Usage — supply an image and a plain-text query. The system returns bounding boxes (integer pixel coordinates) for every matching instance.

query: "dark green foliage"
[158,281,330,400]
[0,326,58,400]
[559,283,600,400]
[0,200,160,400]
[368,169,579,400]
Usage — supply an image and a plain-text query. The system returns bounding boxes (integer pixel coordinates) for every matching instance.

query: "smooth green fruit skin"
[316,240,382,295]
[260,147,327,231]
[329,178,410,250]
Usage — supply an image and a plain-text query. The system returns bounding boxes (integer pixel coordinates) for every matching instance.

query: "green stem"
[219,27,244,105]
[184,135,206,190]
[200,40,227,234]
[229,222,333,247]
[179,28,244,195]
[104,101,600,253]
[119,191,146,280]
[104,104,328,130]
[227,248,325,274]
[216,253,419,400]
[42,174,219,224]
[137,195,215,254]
# # #
• [What is expected]: Scale down all the lines above by copying each one in full and multiplying every bounding-box coordinate by 0.3. Round each result to a whole number, with halves rounded up.

• [Exercise solution]:
Usage — supply an image and a plain-text query. The system returns bounding boxes (integer pixel coordinates) for every matching instance.

query: "dark green foliage"
[47,84,99,120]
[0,98,17,120]
[168,85,180,120]
[0,60,48,120]
[110,51,174,120]
Usage — supply an image and a plain-text query. The system returns bounding boxes (integer pixel coordinates) for every matching instance.

query: "smooth green fruit skin"
[95,72,115,89]
[78,44,98,69]
[99,53,123,75]
Usage — supply an image and a plain-text query. The system returns bounding boxes (integer pixel coordinates) for every matching instance.

query: "green stem"
[66,8,73,32]
[55,41,62,57]
[60,12,68,70]
[69,67,100,74]
[54,8,73,59]
[31,30,180,76]
[36,57,44,84]
[31,31,98,39]
[68,74,98,82]
[65,76,126,120]
[13,52,66,67]
[41,59,65,76]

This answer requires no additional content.